EXERCISE INSTRUCTIONS: Copy the text of the records below line for line without changing anything, and leave out the pictures.

DATA SUPPLIED:
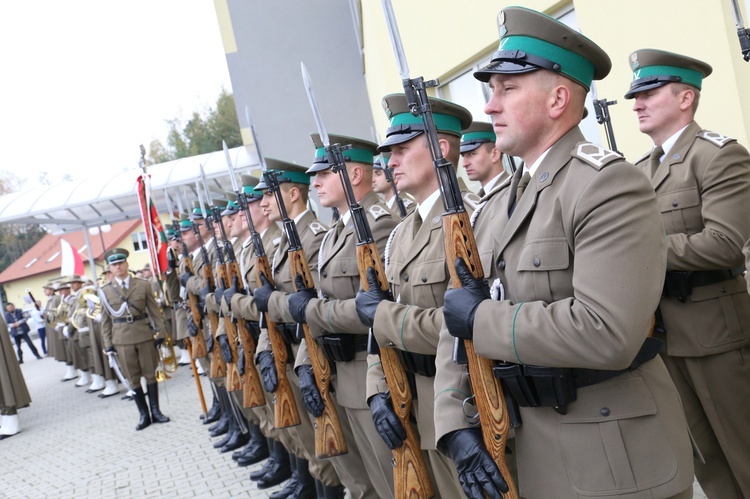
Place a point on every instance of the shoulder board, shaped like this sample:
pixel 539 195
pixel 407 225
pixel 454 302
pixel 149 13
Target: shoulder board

EXERCISE SOLUTION:
Place a point on every instance of the shoulder board, shaped like this sample:
pixel 539 195
pixel 407 225
pixel 454 302
pixel 149 13
Target: shoulder board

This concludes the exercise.